===== Provided information

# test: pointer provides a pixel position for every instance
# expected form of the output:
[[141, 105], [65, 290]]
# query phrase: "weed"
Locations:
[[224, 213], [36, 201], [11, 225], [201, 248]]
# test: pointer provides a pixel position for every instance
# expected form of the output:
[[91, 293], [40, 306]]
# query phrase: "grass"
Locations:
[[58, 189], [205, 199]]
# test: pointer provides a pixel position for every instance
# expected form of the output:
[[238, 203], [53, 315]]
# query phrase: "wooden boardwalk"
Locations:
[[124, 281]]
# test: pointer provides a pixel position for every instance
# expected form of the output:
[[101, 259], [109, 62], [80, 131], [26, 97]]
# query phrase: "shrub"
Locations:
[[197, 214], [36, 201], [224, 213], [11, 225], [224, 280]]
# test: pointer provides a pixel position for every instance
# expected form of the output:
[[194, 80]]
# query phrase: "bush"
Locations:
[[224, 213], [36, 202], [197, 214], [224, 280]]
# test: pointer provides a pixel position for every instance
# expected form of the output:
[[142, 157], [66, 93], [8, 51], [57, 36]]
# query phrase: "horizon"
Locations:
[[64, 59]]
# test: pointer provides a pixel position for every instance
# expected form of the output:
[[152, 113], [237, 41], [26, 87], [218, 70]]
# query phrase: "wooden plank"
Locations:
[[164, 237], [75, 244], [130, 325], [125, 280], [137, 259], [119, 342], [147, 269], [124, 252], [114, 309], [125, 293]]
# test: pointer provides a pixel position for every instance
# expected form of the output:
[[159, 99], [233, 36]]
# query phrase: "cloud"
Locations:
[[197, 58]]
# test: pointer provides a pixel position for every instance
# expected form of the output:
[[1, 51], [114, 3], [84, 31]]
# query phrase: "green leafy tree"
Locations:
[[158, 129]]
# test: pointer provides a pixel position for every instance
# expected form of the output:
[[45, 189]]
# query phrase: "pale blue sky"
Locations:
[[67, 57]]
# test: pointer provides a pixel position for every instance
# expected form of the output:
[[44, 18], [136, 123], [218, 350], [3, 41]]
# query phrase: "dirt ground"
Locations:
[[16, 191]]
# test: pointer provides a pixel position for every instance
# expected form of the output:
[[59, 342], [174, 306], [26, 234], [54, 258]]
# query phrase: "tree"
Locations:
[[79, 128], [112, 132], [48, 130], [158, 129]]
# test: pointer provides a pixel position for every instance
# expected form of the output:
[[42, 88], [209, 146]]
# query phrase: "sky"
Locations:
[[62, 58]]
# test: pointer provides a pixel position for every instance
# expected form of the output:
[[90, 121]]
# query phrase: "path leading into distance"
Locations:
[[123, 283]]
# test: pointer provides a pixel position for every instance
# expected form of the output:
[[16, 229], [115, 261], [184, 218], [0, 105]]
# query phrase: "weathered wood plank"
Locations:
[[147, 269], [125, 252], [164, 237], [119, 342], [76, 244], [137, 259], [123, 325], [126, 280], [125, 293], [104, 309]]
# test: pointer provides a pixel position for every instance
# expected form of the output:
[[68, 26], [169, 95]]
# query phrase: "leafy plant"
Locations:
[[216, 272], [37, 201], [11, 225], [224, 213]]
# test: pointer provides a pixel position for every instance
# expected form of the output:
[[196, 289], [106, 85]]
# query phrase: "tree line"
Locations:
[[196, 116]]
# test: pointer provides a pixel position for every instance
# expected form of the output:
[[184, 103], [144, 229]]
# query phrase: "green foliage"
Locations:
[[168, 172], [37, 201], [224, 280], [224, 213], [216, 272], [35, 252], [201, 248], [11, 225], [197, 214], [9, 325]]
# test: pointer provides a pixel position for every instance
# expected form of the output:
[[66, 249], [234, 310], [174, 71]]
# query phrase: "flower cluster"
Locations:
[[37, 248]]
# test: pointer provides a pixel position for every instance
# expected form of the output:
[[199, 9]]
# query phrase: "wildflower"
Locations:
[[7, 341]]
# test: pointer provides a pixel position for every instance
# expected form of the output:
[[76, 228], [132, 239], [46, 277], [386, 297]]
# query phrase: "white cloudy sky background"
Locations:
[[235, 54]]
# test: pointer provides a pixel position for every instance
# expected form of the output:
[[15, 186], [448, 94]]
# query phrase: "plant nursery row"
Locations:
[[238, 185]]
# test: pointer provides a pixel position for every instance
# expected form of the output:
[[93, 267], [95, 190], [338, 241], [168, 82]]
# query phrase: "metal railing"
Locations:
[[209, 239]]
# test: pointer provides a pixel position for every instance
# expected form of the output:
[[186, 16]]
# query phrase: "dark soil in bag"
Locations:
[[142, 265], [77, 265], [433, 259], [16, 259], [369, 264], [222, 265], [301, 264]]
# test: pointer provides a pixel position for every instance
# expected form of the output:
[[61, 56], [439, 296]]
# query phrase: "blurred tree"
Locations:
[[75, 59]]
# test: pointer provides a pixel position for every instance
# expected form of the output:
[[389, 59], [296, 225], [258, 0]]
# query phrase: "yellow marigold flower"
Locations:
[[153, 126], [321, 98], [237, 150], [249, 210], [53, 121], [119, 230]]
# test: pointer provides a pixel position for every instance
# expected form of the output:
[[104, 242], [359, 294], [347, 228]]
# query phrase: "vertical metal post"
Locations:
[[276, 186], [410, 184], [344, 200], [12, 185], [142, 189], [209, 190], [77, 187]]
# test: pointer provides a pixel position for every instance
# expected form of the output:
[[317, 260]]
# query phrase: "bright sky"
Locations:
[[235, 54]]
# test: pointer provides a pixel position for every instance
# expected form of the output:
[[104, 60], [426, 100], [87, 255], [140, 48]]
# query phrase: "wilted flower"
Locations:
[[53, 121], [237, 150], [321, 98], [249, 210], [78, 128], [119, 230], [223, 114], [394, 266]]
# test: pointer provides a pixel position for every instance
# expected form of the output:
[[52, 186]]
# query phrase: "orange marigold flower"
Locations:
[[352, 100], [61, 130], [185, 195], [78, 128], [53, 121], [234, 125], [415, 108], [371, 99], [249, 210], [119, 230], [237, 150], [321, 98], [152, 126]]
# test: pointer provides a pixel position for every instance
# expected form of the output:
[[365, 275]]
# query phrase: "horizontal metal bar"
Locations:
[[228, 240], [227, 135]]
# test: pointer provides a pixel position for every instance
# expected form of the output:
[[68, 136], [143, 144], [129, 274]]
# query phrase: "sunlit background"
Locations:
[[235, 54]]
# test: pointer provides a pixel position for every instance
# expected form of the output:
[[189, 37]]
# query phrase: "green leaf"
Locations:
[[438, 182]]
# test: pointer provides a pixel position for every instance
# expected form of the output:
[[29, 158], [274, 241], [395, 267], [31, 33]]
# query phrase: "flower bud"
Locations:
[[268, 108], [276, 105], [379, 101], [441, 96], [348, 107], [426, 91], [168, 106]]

==========

Copy every row above verbatim, with no changes to wording, spacing, or punctuation.

# test: pointer provides a pixel position for every instance
# expected form of the output:
[[141, 105], [65, 290]]
# query phrase: "weed"
Locations:
[[224, 213], [36, 201], [11, 225], [201, 248]]
# test: pointer provides a pixel position for every instance
# expected form of the output:
[[91, 293], [40, 306]]
# query phrase: "grass"
Locations:
[[58, 189], [205, 199]]
# test: pointer provides a pixel position for every instance
# expected form of the output:
[[238, 203], [53, 315]]
# query phrase: "wooden boardwalk"
Locations:
[[124, 281]]
# test: pointer provides a pixel position for every instance
# expected form of the output:
[[101, 259], [109, 62], [80, 131], [26, 97]]
# query phrase: "shrub"
Locations:
[[197, 214], [36, 201], [224, 213], [11, 225], [224, 280]]
# test: pointer provides a pixel position for every instance
# expected form of the output:
[[194, 80]]
# query phrase: "bush"
Locations:
[[224, 213], [36, 202], [197, 214], [224, 280]]
# test: pointer provides a pixel position for every instance
# expected form of the output:
[[142, 157], [66, 93], [8, 51], [57, 36]]
# query phrase: "horizon"
Locations:
[[64, 59]]
# test: pointer provides a pixel position for every instance
# expected form of the output:
[[152, 113], [237, 41], [26, 87], [218, 70]]
# query phrase: "wooden plank"
Locations:
[[164, 237], [75, 244], [130, 325], [125, 280], [137, 259], [119, 342], [147, 269], [124, 252], [114, 309], [125, 293]]
# test: pointer provides a pixel position for every instance
# expected form of the output:
[[159, 99], [233, 36]]
# query phrase: "cloud"
Locations:
[[197, 58]]
# test: pointer provides a pixel position for every instance
# expected form of the output:
[[1, 51], [114, 3], [84, 31]]
# query phrase: "green leafy tree"
Locations:
[[158, 129]]
# test: pointer provides a pixel position for every instance
# expected form of the output:
[[45, 189]]
# query phrase: "pale blue sky"
Locations:
[[67, 57]]
# test: pointer provides a pixel position for every instance
# expected form of the output:
[[44, 18], [136, 123], [218, 350], [3, 41]]
# query phrase: "dirt ground"
Locations:
[[16, 191]]
# test: pointer provides a pixel position for every instance
# expected form of the output:
[[59, 342], [174, 306], [26, 234], [54, 258]]
# query phrase: "tree"
Locations:
[[79, 128], [112, 132], [48, 130], [158, 129]]
# test: pointer provides a pixel position for every instance
# expected form of the output:
[[42, 88], [209, 146]]
# query phrase: "sky"
Locations:
[[62, 58]]
# test: pointer provides a pixel position for every instance
# expected form of the output:
[[90, 121]]
# query phrase: "path leading into distance"
Locations:
[[123, 283]]
# test: pointer provides a pixel position for every instance
# expected form of the output:
[[16, 229], [115, 261], [184, 218], [0, 105]]
# query phrase: "weathered wood plank"
Locations:
[[147, 269], [125, 252], [164, 237], [119, 342], [76, 244], [137, 259], [123, 325], [126, 280], [125, 293], [104, 309]]
# test: pointer provides a pixel position for every instance
# expected form of the output:
[[68, 26], [169, 95]]
# query phrase: "leafy plant"
Locations:
[[216, 272], [37, 201], [11, 225], [224, 213]]
# test: pointer provides a pixel position for every instance
# expected form of the output:
[[196, 289], [106, 85]]
# query phrase: "tree line"
Locations:
[[196, 116]]
# test: pointer provides a pixel position for every instance
# expected form of the output:
[[184, 103], [144, 229]]
# query phrase: "green foliage"
Locations:
[[168, 172], [37, 201], [224, 280], [224, 213], [216, 272], [35, 252], [201, 248], [11, 225], [197, 214], [9, 325]]
# test: pointer provides a pixel position for every instance
# expected form of the output:
[[66, 249], [234, 310], [174, 71]]
# query phrase: "flower cluster"
Locations:
[[37, 248]]
# test: pointer provides a pixel position for every instance
# expected form of the output:
[[199, 9]]
# query phrase: "wildflower"
Locations:
[[7, 341]]
# test: pointer provides a pixel position for every instance
# expected form of the output:
[[76, 228], [132, 239], [46, 277], [386, 297]]
# query phrase: "white cloudy sky background"
Locations:
[[235, 54]]
# test: pointer provides a pixel position for every instance
# expected form of the output:
[[15, 186], [448, 94]]
# query phrase: "plant nursery row"
Locations:
[[238, 185]]
# test: pointer provides a pixel position for every instance
# expected form of the output:
[[93, 267], [95, 190], [338, 241], [168, 82]]
# query phrase: "metal railing"
Locations:
[[209, 239]]
# test: pointer provides a pixel position for every instance
# expected form of the output:
[[186, 16]]
# query phrase: "dark soil in bag"
Locations:
[[142, 265], [77, 265], [433, 259], [16, 259], [369, 264], [222, 265], [301, 264]]
# test: pointer provides a pixel position for every instance
# expected form of the output:
[[61, 56], [439, 296]]
# query phrase: "blurred tree"
Locations:
[[75, 59]]
# test: pointer provides a pixel position for every instance
# expected form of the output:
[[389, 59], [296, 225], [258, 0]]
# query phrase: "yellow marigold flower"
Locations:
[[153, 126], [321, 98], [237, 150], [249, 210], [53, 121], [119, 230]]
# test: pointer provides a pixel position for every instance
# expected form of the output:
[[104, 242], [359, 294], [347, 228]]
# query phrase: "vertical metal post"
Locations:
[[276, 186], [410, 184], [344, 200], [12, 185], [142, 189], [209, 190], [77, 187]]
# test: pointer provides a pixel position for every instance
# expected form of the output:
[[317, 260]]
# query phrase: "bright sky"
Locations:
[[235, 54]]
# test: pointer provides a pixel position for every instance
# expected form of the output:
[[104, 60], [426, 100], [87, 255], [140, 48]]
# query phrase: "wilted flower"
Locations:
[[53, 121], [237, 150], [321, 98], [249, 210], [78, 128], [119, 230], [223, 114], [394, 266]]
# test: pointer provides a pixel position for every instance
# expected form of the output:
[[52, 186]]
# query phrase: "orange marigold flower"
Locations:
[[352, 100], [61, 130], [185, 195], [78, 128], [53, 121], [234, 125], [415, 108], [371, 99], [249, 210], [119, 230], [237, 150], [321, 98], [152, 126]]
# test: pointer provides a pixel position for every instance
# expected form of the output:
[[365, 275]]
# query phrase: "horizontal metal bar"
Locations:
[[228, 240], [227, 135]]
# test: pointer provides a pixel position for every instance
# expected form of the output:
[[68, 136], [143, 144], [129, 274]]
# query phrase: "sunlit background"
Locations:
[[235, 54]]
# test: pointer provides a pixel position for every instance
# expected form of the output:
[[189, 37]]
# query phrase: "green leaf"
Locations:
[[438, 182]]
# test: pointer provides a pixel position for every instance
# expected form of the output:
[[29, 158], [274, 241], [395, 267], [31, 33]]
# query phrase: "flower bud"
Locations:
[[268, 108], [276, 105], [379, 101], [441, 96], [348, 107], [426, 91], [168, 106]]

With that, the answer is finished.